YOUR INSTRUCTIONS –
Present every line of the records below as a numbered list, leaving out any blank lines.

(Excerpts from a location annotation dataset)
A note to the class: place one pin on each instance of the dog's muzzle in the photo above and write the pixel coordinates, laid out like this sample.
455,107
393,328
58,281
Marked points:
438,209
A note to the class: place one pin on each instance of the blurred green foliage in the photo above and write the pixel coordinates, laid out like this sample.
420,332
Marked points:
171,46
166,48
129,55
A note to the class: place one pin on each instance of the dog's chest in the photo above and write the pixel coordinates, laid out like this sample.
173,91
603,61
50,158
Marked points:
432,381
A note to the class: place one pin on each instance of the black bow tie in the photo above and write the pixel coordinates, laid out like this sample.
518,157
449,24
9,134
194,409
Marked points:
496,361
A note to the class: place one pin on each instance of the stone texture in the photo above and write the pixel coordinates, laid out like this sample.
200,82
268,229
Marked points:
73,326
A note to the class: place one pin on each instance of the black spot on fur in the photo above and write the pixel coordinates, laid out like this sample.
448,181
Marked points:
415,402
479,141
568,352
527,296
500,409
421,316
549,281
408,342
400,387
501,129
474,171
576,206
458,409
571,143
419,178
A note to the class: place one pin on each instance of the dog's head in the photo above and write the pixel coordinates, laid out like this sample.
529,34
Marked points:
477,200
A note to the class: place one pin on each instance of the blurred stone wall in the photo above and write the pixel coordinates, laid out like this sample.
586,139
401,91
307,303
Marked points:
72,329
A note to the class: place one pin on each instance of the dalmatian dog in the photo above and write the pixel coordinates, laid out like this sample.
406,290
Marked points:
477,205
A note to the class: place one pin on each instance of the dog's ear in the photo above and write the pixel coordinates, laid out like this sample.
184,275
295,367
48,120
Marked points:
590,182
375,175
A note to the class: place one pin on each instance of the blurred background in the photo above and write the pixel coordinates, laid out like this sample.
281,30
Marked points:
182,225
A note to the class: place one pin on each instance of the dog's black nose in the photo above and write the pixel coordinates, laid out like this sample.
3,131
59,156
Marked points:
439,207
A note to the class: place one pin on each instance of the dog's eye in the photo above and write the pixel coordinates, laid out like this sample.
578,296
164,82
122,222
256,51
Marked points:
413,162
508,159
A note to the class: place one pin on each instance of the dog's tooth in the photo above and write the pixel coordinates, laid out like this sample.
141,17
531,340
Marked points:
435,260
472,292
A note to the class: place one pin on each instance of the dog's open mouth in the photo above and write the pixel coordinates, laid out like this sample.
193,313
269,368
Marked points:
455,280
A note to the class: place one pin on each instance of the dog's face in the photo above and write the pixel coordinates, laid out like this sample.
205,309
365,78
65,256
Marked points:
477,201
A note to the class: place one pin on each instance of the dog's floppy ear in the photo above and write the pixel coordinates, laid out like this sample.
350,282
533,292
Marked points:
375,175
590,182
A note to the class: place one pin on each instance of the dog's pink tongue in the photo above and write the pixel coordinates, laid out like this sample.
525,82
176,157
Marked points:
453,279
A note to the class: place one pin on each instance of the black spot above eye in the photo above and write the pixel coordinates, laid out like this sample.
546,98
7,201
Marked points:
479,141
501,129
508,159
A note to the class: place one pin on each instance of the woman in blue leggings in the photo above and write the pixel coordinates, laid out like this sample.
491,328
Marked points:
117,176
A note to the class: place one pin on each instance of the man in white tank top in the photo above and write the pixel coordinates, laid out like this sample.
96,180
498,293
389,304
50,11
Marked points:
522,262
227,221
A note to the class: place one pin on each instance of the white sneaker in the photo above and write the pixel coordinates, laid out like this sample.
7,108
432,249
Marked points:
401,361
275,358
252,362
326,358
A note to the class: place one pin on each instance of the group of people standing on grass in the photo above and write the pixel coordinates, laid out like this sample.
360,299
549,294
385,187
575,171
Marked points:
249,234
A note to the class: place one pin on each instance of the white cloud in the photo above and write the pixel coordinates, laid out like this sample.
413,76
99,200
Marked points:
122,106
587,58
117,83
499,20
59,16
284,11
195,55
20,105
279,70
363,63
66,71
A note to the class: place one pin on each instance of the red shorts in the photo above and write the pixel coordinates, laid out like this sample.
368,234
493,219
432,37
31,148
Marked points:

CORRECT RESULT –
1. A note to the class: place one pin on each instance of the dog's muzzle in the photo above and write the pixel coordinates, laid out like this sample.
2. 455,107
3. 393,328
4. 58,281
5. Marked points:
6. 438,209
7. A note to the class: place one pin on each instance of the blurred green foliage in the photo above and write the pixel coordinates, laid out like this sample.
8. 420,332
9. Marked points:
10. 171,46
11. 166,48
12. 129,55
13. A note to the class: place one pin on each instance of the dog's chest in the photo above and write the pixel coordinates, laid out like this sample.
14. 173,91
15. 603,61
16. 50,158
17. Marked points:
18. 432,381
19. A note to the class: place one pin on each instance of the black bow tie in the photo above and write the pixel coordinates, laid out like this sample.
20. 518,157
21. 449,24
22. 9,134
23. 194,409
24. Marked points:
25. 496,361
26. A note to the class: place one pin on each instance of the stone texture in the photo above and write the pixel coordinates, laid out like this sample.
27. 200,82
28. 268,229
29. Marked points:
30. 73,326
31. A note to the class: place one pin on each instance of the black spot on fur in the photo above and write the pixel coordinates, laid out like this sample.
32. 448,181
33. Marked points:
34. 415,402
35. 479,141
36. 568,352
37. 527,296
38. 500,409
39. 421,316
40. 549,281
41. 408,342
42. 400,387
43. 501,129
44. 474,171
45. 576,206
46. 458,409
47. 571,143
48. 419,178
49. A note to the class: place one pin on each instance of the dog's head in the photo above and write the pixel coordinates, laid out like this sample.
50. 529,34
51. Marked points:
52. 477,200
53. A note to the class: place one pin on each instance of the blurred stone wall in the photo above and write the pixel coordinates, laid out like this sample.
54. 586,139
55. 401,91
56. 307,303
57. Marked points:
58. 72,329
59. A note to the class: place one pin on each instance of the dalmatian dog in the photo above and write the pixel coordinates, laid out like this sample.
60. 406,290
61. Marked points:
62. 477,205
63. A note to the class: place one pin on each instance of the dog's ear in the photo above and write the pixel coordinates, laid out like this sample.
64. 184,275
65. 295,367
66. 48,120
67. Marked points:
68. 590,182
69. 375,175
70. A note to the class: place one pin on each instance of the blurred background in the photo above and write the pixel coordinates, laid out like this sample.
71. 281,30
72. Marked points:
73. 182,225
74. A note to the class: place one pin on each instance of the dog's black nose in the photo above and write the pixel coordinates, laid out like this sample.
75. 3,131
76. 59,156
77. Marked points:
78. 439,207
79. A note to the class: place one pin on each instance of the dog's eye in the photo above and write the pixel coordinates, laid out like this sample.
80. 578,296
81. 164,82
82. 122,222
83. 256,51
84. Marked points:
85. 413,162
86. 508,159
87. A note to the class: place one pin on each instance of the dog's tooth in the photo above and write the pixel coordinates, laid out like this sample.
88. 141,17
89. 531,340
90. Marked points:
91. 435,260
92. 472,292
93. A note to the class: place one pin on each instance of the dog's open mouth in the photo above and write the pixel coordinates, laid out like this sample.
94. 193,313
95. 269,368
96. Marked points:
97. 455,280
98. A note to the class: place one pin on each instance of the dog's face in the photo above and write the pixel coordinates, laid out like this sample.
99. 205,309
100. 365,78
101. 65,256
102. Marked points:
103. 477,201
104. A note to the class: place one pin on each instance of the dog's floppy ear in the photo above and write the pixel coordinates, laid out like this sample.
105. 350,282
106. 533,292
107. Marked points:
108. 375,175
109. 590,182
110. A note to the class: place one pin on each instance of the dog's pink tongue in the photo above and write the pixel coordinates, laid out like this sample.
111. 525,82
112. 176,157
113. Marked points:
114. 453,279
115. A note to the class: place one pin on each instance of the black spot above eye in the photo above and write the pixel coordinates, laid out like this sample.
116. 546,98
117. 7,201
118. Marked points:
119. 479,141
120. 501,129
121. 508,159
122. A note to the class: place one pin on each instance of the woman in blue leggings in the photo above and write the pixel coordinates, laid out like this sample.
123. 491,328
124. Marked points:
125. 117,176
126. A note to the class: place one pin on each instance of the man in white tank top in the photo above and write the pixel coordinates, laid out like this sample.
127. 96,180
128. 498,293
129. 389,304
130. 50,11
131. Marked points:
132. 522,262
133. 227,221
134. A note to the class: place one pin on each instance of the white sneaker in the photo above and write the pixel coordinates, laid out like this sample.
135. 7,108
136. 432,249
137. Marked points:
138. 401,361
139. 275,358
140. 252,362
141. 326,358
142. A note to the class: place one pin on each instance of the group of people standing on grass in the photo above and write the pixel coordinates, laid out like this sample.
143. 360,299
144. 549,294
145. 385,187
146. 575,171
147. Marked points:
148. 249,234
149. A note to the class: place one pin on each instance of the white cloud in the photo above and write the pixel coordinates, laid out like this sample.
150. 413,76
151. 99,200
152. Marked points:
153. 122,106
154. 587,58
155. 117,83
156. 499,20
157. 59,16
158. 284,11
159. 195,55
160. 20,105
161. 279,70
162. 363,63
163. 66,71
164. A note to the class: place one pin on each instance of the red shorts in the photo above and write the pixel coordinates, laid out like this sample.
165. 368,234
166. 493,219
167. 432,37
168. 31,148
169. Marked points:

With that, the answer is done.